== DATA IN THIS EXERCISE ==
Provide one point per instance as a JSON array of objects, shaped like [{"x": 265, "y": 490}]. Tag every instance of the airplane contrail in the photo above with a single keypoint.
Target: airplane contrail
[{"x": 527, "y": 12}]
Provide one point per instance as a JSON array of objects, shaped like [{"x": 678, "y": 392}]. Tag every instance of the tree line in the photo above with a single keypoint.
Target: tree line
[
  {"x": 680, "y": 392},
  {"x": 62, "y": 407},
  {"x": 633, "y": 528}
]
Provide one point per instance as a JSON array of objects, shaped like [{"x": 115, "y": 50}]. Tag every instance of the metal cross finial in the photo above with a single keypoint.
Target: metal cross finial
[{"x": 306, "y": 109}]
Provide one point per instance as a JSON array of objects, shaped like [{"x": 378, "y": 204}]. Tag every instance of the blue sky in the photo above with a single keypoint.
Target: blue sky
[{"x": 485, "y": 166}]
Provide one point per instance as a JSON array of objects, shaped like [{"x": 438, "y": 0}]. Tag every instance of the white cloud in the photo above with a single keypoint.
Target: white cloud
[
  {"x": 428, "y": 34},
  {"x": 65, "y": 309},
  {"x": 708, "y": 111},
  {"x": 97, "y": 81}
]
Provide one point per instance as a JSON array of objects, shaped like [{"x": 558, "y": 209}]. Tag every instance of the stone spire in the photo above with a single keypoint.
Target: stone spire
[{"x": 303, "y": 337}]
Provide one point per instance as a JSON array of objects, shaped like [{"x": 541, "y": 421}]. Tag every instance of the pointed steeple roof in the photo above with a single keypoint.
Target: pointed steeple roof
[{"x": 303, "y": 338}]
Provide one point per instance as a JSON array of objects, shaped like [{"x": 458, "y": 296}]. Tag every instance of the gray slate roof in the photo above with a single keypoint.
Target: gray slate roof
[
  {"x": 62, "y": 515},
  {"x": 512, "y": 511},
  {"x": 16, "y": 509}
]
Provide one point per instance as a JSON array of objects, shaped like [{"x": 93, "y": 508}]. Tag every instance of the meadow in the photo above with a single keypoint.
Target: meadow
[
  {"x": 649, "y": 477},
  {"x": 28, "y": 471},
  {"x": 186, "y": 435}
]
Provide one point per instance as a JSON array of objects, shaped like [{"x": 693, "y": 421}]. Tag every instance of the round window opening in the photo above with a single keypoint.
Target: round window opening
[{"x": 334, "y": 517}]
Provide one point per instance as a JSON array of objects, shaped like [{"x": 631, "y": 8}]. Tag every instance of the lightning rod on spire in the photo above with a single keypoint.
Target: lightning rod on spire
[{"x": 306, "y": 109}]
===
*WHAT TO WORK ON*:
Everything in the listing should be set down again exactly.

*EXERCISE OUTPUT*:
Provide one point per instance as a JSON array of objects, shaped like [{"x": 265, "y": 490}]. Tag every instance of the airplane contrail in the photo above with a single keypoint.
Target: airplane contrail
[{"x": 527, "y": 12}]
Provide one point per instance as a JSON array of objects, shaped like [{"x": 678, "y": 392}]. Tag every instance of the tree line in the photo above with a single keypoint.
Target: tree line
[
  {"x": 680, "y": 392},
  {"x": 62, "y": 407},
  {"x": 633, "y": 528}
]
Provide one point per instance as a JSON array of objects, shaped like [{"x": 115, "y": 50}]. Tag every instance of the metal cross finial in the photo above with a single keypoint.
Target: metal cross finial
[{"x": 306, "y": 109}]
Provide one point per instance as a JSON array of objects, shaped like [{"x": 378, "y": 204}]. Tag every instance of the blue sky in the photo above with a single keypoint.
Target: blue sky
[{"x": 485, "y": 166}]
Provide one point per instance as a JSON array of objects, shaped like [{"x": 438, "y": 0}]. Tag every instance of the white cloud in the photo above with a single keypoint.
Target: white cloud
[
  {"x": 428, "y": 34},
  {"x": 65, "y": 309},
  {"x": 708, "y": 111},
  {"x": 97, "y": 81}
]
Provide one point per instance as a JSON array of objects, shaped like [{"x": 558, "y": 209}]. Tag every instance of the stone spire in the photo above with a single keypoint.
Target: stone spire
[{"x": 303, "y": 337}]
Provide one point per instance as a JSON array of objects, shaped like [{"x": 541, "y": 421}]. Tag every instance of the pointed steeple roof in the photo above with a single keypoint.
Target: pointed steeple roof
[{"x": 303, "y": 338}]
Provide one point per instance as a JSON array of objects, shaped like [{"x": 458, "y": 296}]. Tag every instance of the gray slate roof in the photo above with a single keypoint.
Target: gray slate roof
[
  {"x": 62, "y": 515},
  {"x": 512, "y": 511},
  {"x": 16, "y": 509}
]
Provide one point per instance as a JSON array of objects, shaped like [{"x": 93, "y": 508}]. Tag every instance of the meadow in the photo above with a single keypoint.
Target: meadow
[
  {"x": 649, "y": 477},
  {"x": 28, "y": 471},
  {"x": 186, "y": 435}
]
Provide one point per instance as a JSON array of objects, shaped like [{"x": 693, "y": 421}]. Tag every instance of the round window opening in the photo above with a single keypoint.
Target: round window opening
[{"x": 334, "y": 517}]
Provide one point per instance as a JSON array of objects, shaped like [{"x": 631, "y": 8}]. Tag every instance of the lightning rod on spire in the photo above with a single keypoint.
Target: lightning rod on spire
[{"x": 306, "y": 109}]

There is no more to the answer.